Task description:
All of the data that follows should be given again exactly, without its images.

+===+

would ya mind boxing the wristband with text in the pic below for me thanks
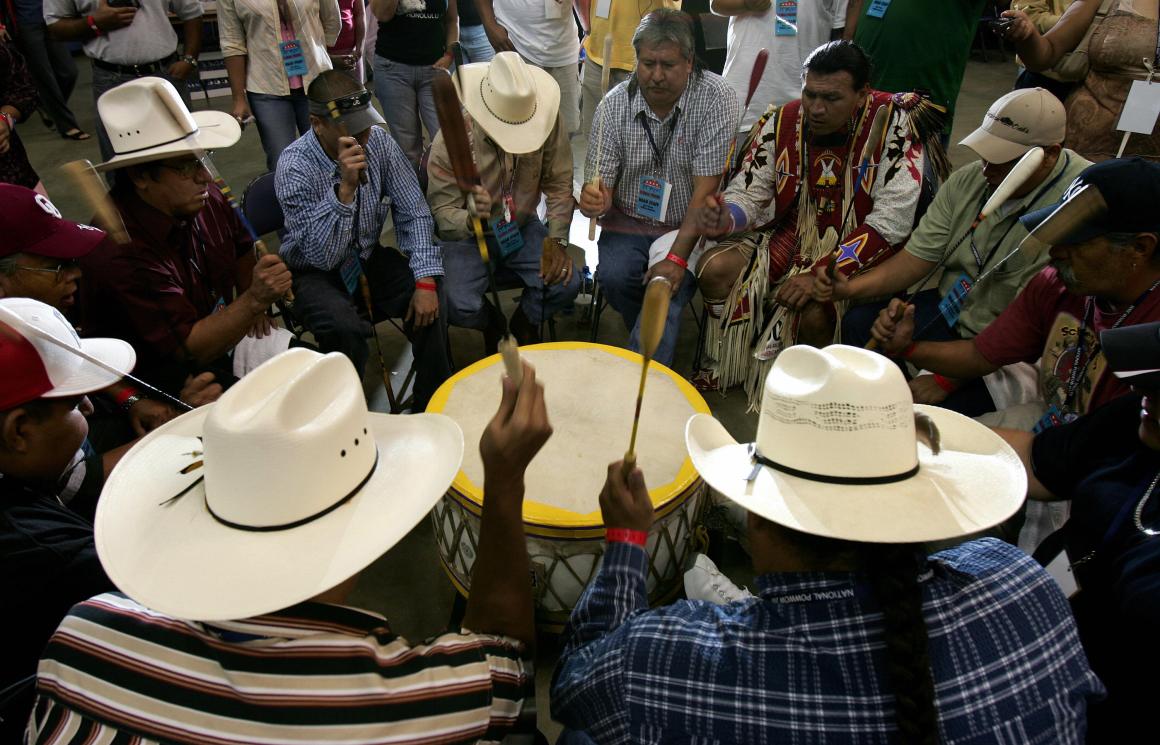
[932,374,957,393]
[113,386,141,407]
[606,528,648,546]
[86,14,102,35]
[665,252,688,269]
[415,280,437,292]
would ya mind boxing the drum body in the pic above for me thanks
[427,342,711,632]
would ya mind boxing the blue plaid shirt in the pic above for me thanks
[275,126,442,279]
[552,538,1103,744]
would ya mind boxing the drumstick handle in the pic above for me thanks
[622,362,648,476]
[499,337,522,387]
[587,175,601,242]
[865,303,906,350]
[620,451,637,478]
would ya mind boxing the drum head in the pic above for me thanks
[428,343,710,527]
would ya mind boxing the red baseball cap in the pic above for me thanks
[0,184,107,260]
[0,298,136,410]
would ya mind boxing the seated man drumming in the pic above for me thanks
[277,71,451,410]
[694,40,939,404]
[427,52,580,349]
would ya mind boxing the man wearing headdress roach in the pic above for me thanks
[694,40,944,406]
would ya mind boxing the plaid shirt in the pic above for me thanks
[276,126,442,279]
[586,71,739,228]
[552,538,1103,744]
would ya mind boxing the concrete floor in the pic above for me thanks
[19,51,1017,739]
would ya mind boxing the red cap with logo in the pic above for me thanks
[0,184,107,260]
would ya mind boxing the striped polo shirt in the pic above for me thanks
[28,593,529,744]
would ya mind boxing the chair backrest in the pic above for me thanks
[242,172,284,237]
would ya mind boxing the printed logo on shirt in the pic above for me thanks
[1040,310,1104,415]
[398,0,441,17]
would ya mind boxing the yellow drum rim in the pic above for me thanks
[427,341,711,529]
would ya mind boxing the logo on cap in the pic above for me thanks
[34,194,62,219]
[986,113,1031,134]
[1060,176,1087,204]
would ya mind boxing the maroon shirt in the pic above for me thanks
[78,186,252,392]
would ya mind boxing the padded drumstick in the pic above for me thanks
[60,159,130,245]
[623,276,673,476]
[499,338,522,387]
[866,146,1047,350]
[588,34,615,242]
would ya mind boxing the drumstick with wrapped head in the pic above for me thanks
[191,149,295,304]
[588,34,615,242]
[622,276,673,477]
[432,71,523,383]
[826,105,891,280]
[865,145,1047,349]
[60,159,131,245]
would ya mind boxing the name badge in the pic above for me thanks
[339,253,363,295]
[212,295,226,314]
[937,272,973,329]
[1032,403,1078,434]
[866,0,891,18]
[775,0,798,36]
[636,175,672,223]
[489,215,525,258]
[280,39,309,78]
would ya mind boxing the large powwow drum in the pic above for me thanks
[427,342,711,631]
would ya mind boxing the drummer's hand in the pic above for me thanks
[600,461,653,534]
[480,362,553,496]
[645,260,683,297]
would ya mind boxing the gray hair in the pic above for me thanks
[631,9,696,62]
[0,254,24,276]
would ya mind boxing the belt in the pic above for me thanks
[91,53,178,77]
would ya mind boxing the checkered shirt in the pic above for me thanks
[276,126,442,278]
[551,538,1103,744]
[586,71,739,228]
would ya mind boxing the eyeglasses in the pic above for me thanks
[159,154,212,179]
[14,259,79,283]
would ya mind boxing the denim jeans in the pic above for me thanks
[14,22,80,135]
[841,289,996,417]
[372,56,440,168]
[597,218,697,367]
[91,64,191,162]
[459,24,494,64]
[441,218,582,329]
[289,246,453,411]
[247,89,311,173]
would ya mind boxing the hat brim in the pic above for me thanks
[97,111,242,172]
[1103,322,1160,387]
[457,62,561,155]
[960,127,1035,166]
[339,105,386,135]
[685,406,1026,543]
[1019,203,1106,245]
[44,337,137,397]
[95,407,464,621]
[28,221,107,260]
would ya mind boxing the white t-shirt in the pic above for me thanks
[721,0,848,129]
[494,0,579,68]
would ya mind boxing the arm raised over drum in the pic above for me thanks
[464,364,553,650]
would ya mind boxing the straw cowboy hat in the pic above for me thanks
[95,348,464,621]
[0,297,135,409]
[96,77,241,171]
[455,52,561,154]
[686,345,1026,543]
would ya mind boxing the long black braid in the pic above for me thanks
[863,543,940,745]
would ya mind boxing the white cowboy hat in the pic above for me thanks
[96,77,241,171]
[94,347,464,621]
[455,52,561,154]
[685,345,1026,543]
[0,297,135,408]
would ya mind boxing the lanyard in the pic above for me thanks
[491,140,519,200]
[187,218,217,306]
[970,153,1074,274]
[274,0,296,33]
[1064,278,1160,406]
[638,110,678,171]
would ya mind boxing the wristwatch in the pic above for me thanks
[181,54,199,68]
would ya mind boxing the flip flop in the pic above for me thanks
[62,129,91,141]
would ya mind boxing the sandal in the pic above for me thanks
[61,128,91,141]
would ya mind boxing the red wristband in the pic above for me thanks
[415,280,437,292]
[606,528,648,546]
[900,342,916,360]
[86,14,102,35]
[931,374,956,393]
[665,252,688,269]
[113,386,140,406]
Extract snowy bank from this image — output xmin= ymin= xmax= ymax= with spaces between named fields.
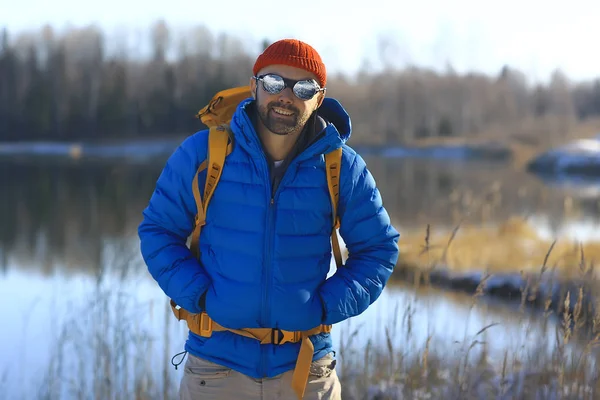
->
xmin=0 ymin=137 xmax=516 ymax=164
xmin=348 ymin=141 xmax=513 ymax=161
xmin=392 ymin=263 xmax=598 ymax=334
xmin=527 ymin=137 xmax=600 ymax=177
xmin=0 ymin=138 xmax=182 ymax=164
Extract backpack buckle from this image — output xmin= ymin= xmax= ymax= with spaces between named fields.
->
xmin=199 ymin=312 xmax=213 ymax=337
xmin=271 ymin=329 xmax=299 ymax=345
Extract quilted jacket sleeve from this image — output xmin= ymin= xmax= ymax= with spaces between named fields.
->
xmin=319 ymin=150 xmax=400 ymax=325
xmin=137 ymin=133 xmax=210 ymax=314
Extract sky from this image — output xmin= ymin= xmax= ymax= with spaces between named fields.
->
xmin=1 ymin=0 xmax=599 ymax=83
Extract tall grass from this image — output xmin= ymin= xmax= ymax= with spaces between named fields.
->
xmin=338 ymin=293 xmax=600 ymax=399
xmin=8 ymin=218 xmax=600 ymax=400
xmin=38 ymin=289 xmax=160 ymax=399
xmin=338 ymin=222 xmax=600 ymax=400
xmin=22 ymin=239 xmax=185 ymax=400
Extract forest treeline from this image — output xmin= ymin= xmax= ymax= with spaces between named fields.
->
xmin=1 ymin=22 xmax=600 ymax=145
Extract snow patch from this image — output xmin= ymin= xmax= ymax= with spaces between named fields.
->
xmin=528 ymin=136 xmax=600 ymax=177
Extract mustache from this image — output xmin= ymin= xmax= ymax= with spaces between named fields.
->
xmin=268 ymin=102 xmax=299 ymax=114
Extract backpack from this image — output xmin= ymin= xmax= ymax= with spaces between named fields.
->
xmin=188 ymin=85 xmax=343 ymax=269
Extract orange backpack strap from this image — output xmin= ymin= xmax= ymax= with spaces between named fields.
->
xmin=188 ymin=86 xmax=248 ymax=257
xmin=189 ymin=125 xmax=233 ymax=259
xmin=325 ymin=147 xmax=343 ymax=269
xmin=197 ymin=86 xmax=252 ymax=128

+===+

Completed task:
would ya mind boxing the wristband with text in the pic below for me thanks
[932,374,957,393]
[113,386,141,407]
[606,528,648,546]
[86,14,102,35]
[665,252,688,269]
[415,280,437,292]
would ya mind boxing the drum body in the pic above for me thanks
[427,342,711,632]
would ya mind boxing the blue plaid shirt in the pic above for me thanks
[275,126,442,279]
[552,538,1103,744]
would ya mind boxing the drumstick handle in the pic above for me thanks
[622,362,648,476]
[499,337,522,387]
[587,175,601,242]
[865,303,906,350]
[620,451,637,478]
would ya mind boxing the drum head in the pic above for me thanks
[428,343,710,527]
would ya mind boxing the red baseball cap in the pic above for me thanks
[0,184,107,260]
[0,298,136,410]
would ya mind boxing the seated man drumming in the pic above for me thanks
[277,71,451,410]
[694,40,939,404]
[427,52,580,349]
would ya mind boxing the man wearing headdress roach in the pic above for me thanks
[694,40,944,406]
would ya mind boxing the plaid shirt in the pic above for me thanks
[276,126,442,279]
[586,71,739,228]
[552,538,1103,744]
would ya mind boxing the concrete floor in the pic above for me thanks
[19,51,1017,739]
would ya mind boxing the red cap with logo in the pic above for me thanks
[0,184,107,260]
would ya mind boxing the striped polo shirt in the pic above for me thanks
[28,593,529,744]
would ya mind boxing the chair backrest in the pic above for me thanks
[242,172,284,237]
would ya mind boxing the printed logo on shirt in the pic above for me thanks
[1040,310,1104,415]
[398,0,441,17]
would ya mind boxing the yellow drum rim in the pic above for me thanks
[427,341,711,529]
would ya mind boxing the logo on cap in the pic above for me thanks
[34,194,62,219]
[986,113,1031,134]
[1060,176,1087,204]
would ya mind boxing the maroon shirt in the pic above for me thanks
[78,186,252,392]
would ya mind boxing the padded drumstick in the pic above for me thanks
[60,159,130,245]
[623,276,673,476]
[499,338,522,387]
[866,146,1047,350]
[588,34,615,242]
would ya mind boxing the drumstick with wrapped head in the pic above for me thanks
[191,149,295,304]
[588,34,615,242]
[622,276,673,477]
[432,71,523,383]
[826,105,891,280]
[865,145,1047,349]
[60,159,131,245]
would ya mind boxing the name badge in the pic above for me thanks
[339,253,363,295]
[212,295,226,314]
[937,272,973,329]
[1032,403,1078,434]
[866,0,891,18]
[775,0,798,36]
[636,175,672,223]
[489,215,525,258]
[280,39,309,78]
would ya mind boxing the large powwow drum in the pic above for me thanks
[427,342,711,631]
would ya mind boxing the drummer's hand in the pic above for me thanks
[600,461,653,534]
[480,362,553,496]
[645,260,683,297]
would ya mind boxing the gray hair in the pic above for me thanks
[631,9,696,62]
[0,254,24,276]
would ya mind boxing the belt in the pic above for me thanks
[91,53,178,77]
would ya mind boxing the checkered shirt in the pic above for me thanks
[276,126,442,278]
[551,538,1103,744]
[586,71,739,228]
would ya mind boxing the eyeglasses in the pic above for me thanks
[159,154,212,179]
[14,259,79,283]
would ya mind boxing the denim jeans in the pic above for me thanks
[14,22,80,135]
[841,289,996,417]
[372,56,440,168]
[597,218,697,367]
[91,64,191,162]
[459,24,494,64]
[441,218,582,329]
[289,246,453,411]
[247,89,311,173]
would ya mind boxing the hat brim in the pic above for me thanks
[97,111,242,172]
[1103,322,1160,387]
[457,62,561,155]
[960,127,1035,166]
[339,105,386,135]
[685,406,1026,543]
[1019,203,1106,245]
[44,337,137,397]
[95,407,464,621]
[28,221,107,260]
would ya mind boxing the white t-shirt in the pic above for me thanks
[721,0,848,129]
[494,0,579,68]
would ya mind boxing the arm raised over drum in the pic above for me thanks
[464,364,553,650]
would ya mind boxing the straw cowboy hat in the pic above for me thanks
[95,348,464,621]
[0,297,135,409]
[96,77,241,171]
[455,52,561,154]
[686,345,1026,543]
would ya mind boxing the long black braid in the pic above for me thanks
[863,543,940,745]
would ya mind boxing the white cowboy hat in the pic above for me thanks
[96,77,241,171]
[94,347,464,621]
[455,52,561,154]
[685,345,1026,543]
[0,297,135,408]
would ya mind boxing the lanyard in the pic above for me thanks
[491,140,519,200]
[187,218,217,306]
[970,153,1074,274]
[274,0,296,33]
[1064,278,1160,406]
[638,110,678,171]
would ya mind boxing the wristwatch in the pic above for me thanks
[181,54,199,68]
would ya mind boxing the flip flop in the pic above for me thanks
[62,129,91,141]
would ya mind boxing the sandal in the pic above for me thanks
[61,128,91,141]
would ya mind boxing the red wristband in the pic above for me thanks
[415,280,437,292]
[606,528,648,546]
[900,342,916,360]
[86,14,102,35]
[931,374,956,393]
[665,252,688,269]
[113,386,140,406]
Extract snowy bank from this image — output xmin= ymin= xmax= ymax= with spaces between named fields.
->
xmin=0 ymin=137 xmax=516 ymax=164
xmin=348 ymin=141 xmax=513 ymax=161
xmin=392 ymin=263 xmax=598 ymax=334
xmin=527 ymin=137 xmax=600 ymax=177
xmin=0 ymin=138 xmax=182 ymax=164
Extract backpack buckle from this image — output xmin= ymin= xmax= ymax= with spaces between named fields.
->
xmin=199 ymin=312 xmax=213 ymax=337
xmin=271 ymin=329 xmax=299 ymax=345
Extract quilted jacket sleeve from this image — output xmin= ymin= xmax= ymax= with spaces between named fields.
->
xmin=319 ymin=150 xmax=400 ymax=325
xmin=137 ymin=133 xmax=210 ymax=314
Extract sky from this image — output xmin= ymin= xmax= ymax= with spaces between named fields.
->
xmin=1 ymin=0 xmax=599 ymax=83
Extract tall grass from this image — output xmin= ymin= xmax= ymax= with spaces between named fields.
->
xmin=338 ymin=293 xmax=600 ymax=399
xmin=8 ymin=218 xmax=600 ymax=400
xmin=38 ymin=289 xmax=160 ymax=399
xmin=338 ymin=222 xmax=600 ymax=400
xmin=22 ymin=239 xmax=185 ymax=400
Extract forest treeline from this image — output xmin= ymin= xmax= ymax= with spaces between named fields.
->
xmin=1 ymin=22 xmax=600 ymax=145
Extract snow patch from this image — output xmin= ymin= xmax= ymax= with spaces between named fields.
->
xmin=528 ymin=136 xmax=600 ymax=177
Extract mustache from this image — output xmin= ymin= xmax= ymax= with spaces between named fields.
->
xmin=268 ymin=102 xmax=299 ymax=114
Extract backpack from this image — output xmin= ymin= xmax= ymax= with spaces between named fields.
->
xmin=188 ymin=85 xmax=343 ymax=269
Extract orange backpack strap from this image — output xmin= ymin= xmax= ymax= with spaces between named fields.
->
xmin=188 ymin=86 xmax=248 ymax=257
xmin=189 ymin=125 xmax=233 ymax=259
xmin=325 ymin=147 xmax=343 ymax=269
xmin=197 ymin=86 xmax=252 ymax=128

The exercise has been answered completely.